— start Material provided —
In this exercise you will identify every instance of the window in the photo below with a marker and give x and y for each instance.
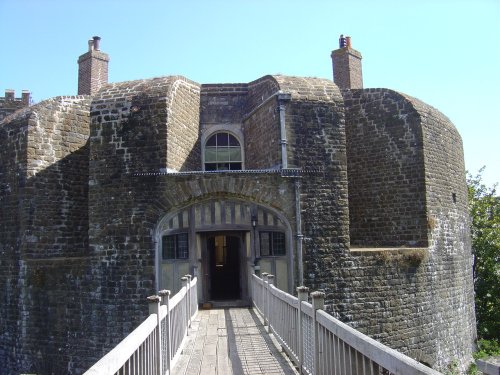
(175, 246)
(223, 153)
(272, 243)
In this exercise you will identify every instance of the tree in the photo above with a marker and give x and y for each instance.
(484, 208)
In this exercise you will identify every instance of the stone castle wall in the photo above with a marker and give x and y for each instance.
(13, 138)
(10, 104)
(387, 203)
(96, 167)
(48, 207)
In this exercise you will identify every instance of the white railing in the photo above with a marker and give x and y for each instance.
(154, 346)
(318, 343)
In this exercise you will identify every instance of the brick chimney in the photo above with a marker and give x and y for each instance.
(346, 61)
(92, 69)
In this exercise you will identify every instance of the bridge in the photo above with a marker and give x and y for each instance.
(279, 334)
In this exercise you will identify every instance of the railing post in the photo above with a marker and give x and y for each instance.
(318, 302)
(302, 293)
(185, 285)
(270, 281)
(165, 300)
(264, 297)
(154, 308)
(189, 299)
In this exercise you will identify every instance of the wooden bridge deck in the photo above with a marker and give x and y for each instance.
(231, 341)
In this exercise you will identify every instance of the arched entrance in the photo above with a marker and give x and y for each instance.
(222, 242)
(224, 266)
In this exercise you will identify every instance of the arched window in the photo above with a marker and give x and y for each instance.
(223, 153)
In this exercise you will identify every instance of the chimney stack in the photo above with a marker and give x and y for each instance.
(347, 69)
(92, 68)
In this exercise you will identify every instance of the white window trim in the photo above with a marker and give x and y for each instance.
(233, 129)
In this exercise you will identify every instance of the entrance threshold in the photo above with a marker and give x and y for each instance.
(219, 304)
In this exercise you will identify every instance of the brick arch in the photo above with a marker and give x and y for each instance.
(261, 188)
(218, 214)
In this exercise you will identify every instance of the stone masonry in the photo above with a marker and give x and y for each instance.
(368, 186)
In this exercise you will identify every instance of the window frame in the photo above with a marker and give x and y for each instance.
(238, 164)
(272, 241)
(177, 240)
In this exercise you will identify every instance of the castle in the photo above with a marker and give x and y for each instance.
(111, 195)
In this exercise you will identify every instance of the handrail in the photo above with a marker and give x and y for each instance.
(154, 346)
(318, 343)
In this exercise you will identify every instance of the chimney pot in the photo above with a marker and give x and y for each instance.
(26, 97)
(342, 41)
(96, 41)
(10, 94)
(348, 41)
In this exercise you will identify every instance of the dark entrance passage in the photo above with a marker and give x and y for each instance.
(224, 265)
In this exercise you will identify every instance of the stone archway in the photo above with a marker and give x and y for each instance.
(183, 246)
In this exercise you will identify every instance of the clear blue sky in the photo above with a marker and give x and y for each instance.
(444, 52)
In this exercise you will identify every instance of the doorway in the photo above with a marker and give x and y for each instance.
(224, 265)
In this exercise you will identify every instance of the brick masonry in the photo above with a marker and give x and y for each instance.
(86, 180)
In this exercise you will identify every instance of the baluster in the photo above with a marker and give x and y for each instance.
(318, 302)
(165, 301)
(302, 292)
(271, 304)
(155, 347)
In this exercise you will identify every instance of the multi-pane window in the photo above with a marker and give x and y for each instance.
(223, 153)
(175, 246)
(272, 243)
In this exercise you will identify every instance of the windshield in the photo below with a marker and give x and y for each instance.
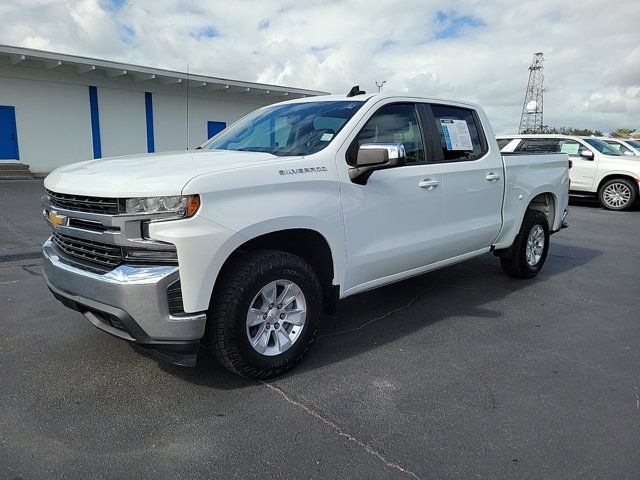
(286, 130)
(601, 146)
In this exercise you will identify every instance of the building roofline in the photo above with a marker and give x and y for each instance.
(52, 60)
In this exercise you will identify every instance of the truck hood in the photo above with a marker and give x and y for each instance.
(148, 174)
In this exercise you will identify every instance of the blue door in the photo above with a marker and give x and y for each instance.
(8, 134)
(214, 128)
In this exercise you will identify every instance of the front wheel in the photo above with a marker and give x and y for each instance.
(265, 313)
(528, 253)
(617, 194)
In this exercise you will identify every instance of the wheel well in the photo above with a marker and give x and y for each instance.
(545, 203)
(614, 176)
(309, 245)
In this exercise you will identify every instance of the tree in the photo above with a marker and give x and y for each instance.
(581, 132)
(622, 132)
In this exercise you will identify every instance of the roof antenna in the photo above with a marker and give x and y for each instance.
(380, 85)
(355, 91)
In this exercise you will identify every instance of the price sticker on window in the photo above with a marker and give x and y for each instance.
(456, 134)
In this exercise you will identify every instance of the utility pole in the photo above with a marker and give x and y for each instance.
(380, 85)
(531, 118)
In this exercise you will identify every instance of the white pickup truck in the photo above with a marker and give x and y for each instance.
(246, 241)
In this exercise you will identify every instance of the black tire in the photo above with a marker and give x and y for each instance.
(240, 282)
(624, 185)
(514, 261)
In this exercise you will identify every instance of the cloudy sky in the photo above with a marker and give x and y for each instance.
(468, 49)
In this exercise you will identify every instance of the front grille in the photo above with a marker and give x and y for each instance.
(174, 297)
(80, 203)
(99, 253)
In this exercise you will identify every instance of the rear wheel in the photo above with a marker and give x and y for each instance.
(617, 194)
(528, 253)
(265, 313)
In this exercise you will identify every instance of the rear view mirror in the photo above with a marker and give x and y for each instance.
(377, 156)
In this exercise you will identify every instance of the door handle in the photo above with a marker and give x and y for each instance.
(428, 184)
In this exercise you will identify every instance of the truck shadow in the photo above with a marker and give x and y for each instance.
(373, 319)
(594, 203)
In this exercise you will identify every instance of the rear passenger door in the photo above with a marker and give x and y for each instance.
— end Material provided —
[Stated goal] Print the records above again line for line, without any change. Leave the pictures out.

[Exercise output]
In this exercise you will identify every instance of the window in the photo below with a marker and give x and y for each instance.
(175, 246)
(223, 153)
(272, 243)
In this exercise you will identify every instance of the tree in the photo above with a marker and give x and y for each instance.
(484, 208)
In this exercise you will identify every instance of the stone castle wall in the photo above with a marker and give x and y for each instance.
(13, 138)
(10, 104)
(387, 203)
(96, 167)
(48, 207)
In this exercise you will identify every instance of the white railing in the photo above with a marker and give x and y for each instance.
(154, 346)
(318, 343)
In this exercise you will identify every instance of the brick chimney in the photo above with a marker and give x and y for each instance.
(346, 61)
(92, 69)
In this exercise you will identify every instance of the bridge in the photo above with a marker and give x and y for each instance.
(279, 334)
In this exercise you will identify every instance of the railing post in the photo above with a marker and give x and y for each instance.
(318, 302)
(302, 293)
(185, 285)
(270, 281)
(165, 300)
(264, 297)
(154, 308)
(189, 299)
In this exercise you will identify every instance of the wooden bridge deck in the photo above with a marker and give x and y for each instance.
(231, 341)
In this exercise you will identify every instance of the arched entrance in the photo above with a marker and give x and y for each instance.
(222, 242)
(224, 266)
In this exercise you will identify every instance of the arched window in the photo above with a marker and give x and y for each instance.
(223, 153)
In this exercise you will identify every instance of the chimney stack in the photo above with a marker and give x and y for each instance.
(347, 69)
(92, 68)
In this exercise you will identify every instance of the white window trim in the photo above with a marker and give x and y for each instance.
(233, 129)
In this exercise you will identify every instance of the entrance threshold in the photo above with a marker and give x and y for each instance.
(219, 304)
In this exercise you will identify every instance of the brick arch in the photo above with a marker and give x and y for each instance.
(261, 188)
(218, 214)
In this exercise you will identify every instance of the stone masonry in the photo above with a marker and give x and y for each instance.
(368, 186)
In this exercise you will identify every instance of the window frame in the photo above with a marker and give x and y for each instance.
(238, 164)
(272, 241)
(177, 240)
In this exercise you will identify every instance of the castle in the photo above with a marker and give x and y for each instance.
(111, 195)
In this exercise you will identify every instance of the handrail in the photo above with a marker and give x and y for each instance.
(154, 346)
(318, 343)
In this exercise you will identify every instance of the chimney pot in the photo above with a marker and give x and y for each instance.
(26, 97)
(342, 41)
(96, 41)
(10, 94)
(348, 41)
In this exercise you will identify every instance of the dark entrance passage in the photo above with a marker and give x and y for each instance.
(224, 265)
In this exercise you will identify every instance of the stone archway in the photo above with a marker and give x and y for each instance.
(183, 246)
In this exercise you will identify every instance of the clear blue sky in the photo above with a marker and give x and y for each instance.
(444, 52)
In this exercise you will identify every instance of the doorway in the photo above with a marker and give x and y for each instance.
(224, 265)
In this exercise you will identify every instance of the brick masonry in the photo above with a marker and give x and y for each instance.
(86, 180)
In this exercise you will identify every instance of the baluster in the photo above with a marker and give x and y for each instance.
(318, 302)
(165, 301)
(302, 292)
(271, 304)
(155, 347)
In this exercise you will identify every instance of the multi-pane window in the photo above with a marker and give x and y for each instance.
(223, 153)
(175, 246)
(272, 243)
In this exercise you will identify every instance of the windshield in the photo below with a marker and give x and y for each instance.
(286, 130)
(601, 146)
In this exercise you will identify every instance of the building roofline in the photo above with a marker and give x and y for each instance.
(52, 60)
In this exercise you will identify every instance of the truck hood in the photo above with a marker and give x and y for each instance.
(148, 174)
In this exercise you will identify every instance of the blue door in the photo above with a marker and give x and y for each instance.
(8, 134)
(214, 128)
In this exercise you will identify every instance of the front wheel in the photo above with a marker and give x and y for each instance.
(265, 313)
(528, 253)
(617, 194)
In this exercise you will identify every instance of the wheel well in the photo above with a marker and give x and y for each instance.
(545, 203)
(614, 176)
(309, 245)
In this exercise you will identify every instance of the tree in the photo above with a marker and give x and y for each instance.
(581, 132)
(622, 132)
In this exercise you will identify every instance of the roof antenna in the photo above with a marker and give x and y for each instance.
(380, 85)
(355, 91)
In this exercise you will identify every instance of the price sticker on window in the photo above with a marker and give x and y for each instance.
(456, 134)
In this exercise you will identify every instance of the utility pole in the photo above with a marker and give x and y for each instance.
(380, 85)
(531, 118)
In this exercise you will identify every instance of the white pickup truck in the photo above with a marker and give x and y for each instance.
(246, 241)
In this exercise you will identify every instance of the black tire in the photo above with a marker and give x and y for each instance.
(240, 282)
(624, 185)
(514, 261)
In this exercise you will identify every instance of the cloudy sky in the photo above with a marker and give x and y for each instance.
(468, 49)
In this exercise you will identify every instance of the front grille in the photo above with a marker and give x and y for each instance.
(174, 297)
(80, 203)
(99, 253)
In this exercise you will identify every instance of the rear wheel in the photo above with a marker and give x and y for each instance.
(617, 194)
(528, 253)
(265, 313)
In this exercise you will identify every instance of the rear view mirror in the photo above with a marker and give x and y for each instance.
(377, 156)
In this exercise you will identify every instance of the door handle in the photo above with a marker and give x and y for each instance.
(428, 184)
In this exercise you will identify every instance of the truck shadow in the photo above with a marker and give x and y for each instance.
(373, 319)
(594, 203)
In this exercise you will identify every instance of the rear passenger door in the photo above with a marker and give x and y for each instance.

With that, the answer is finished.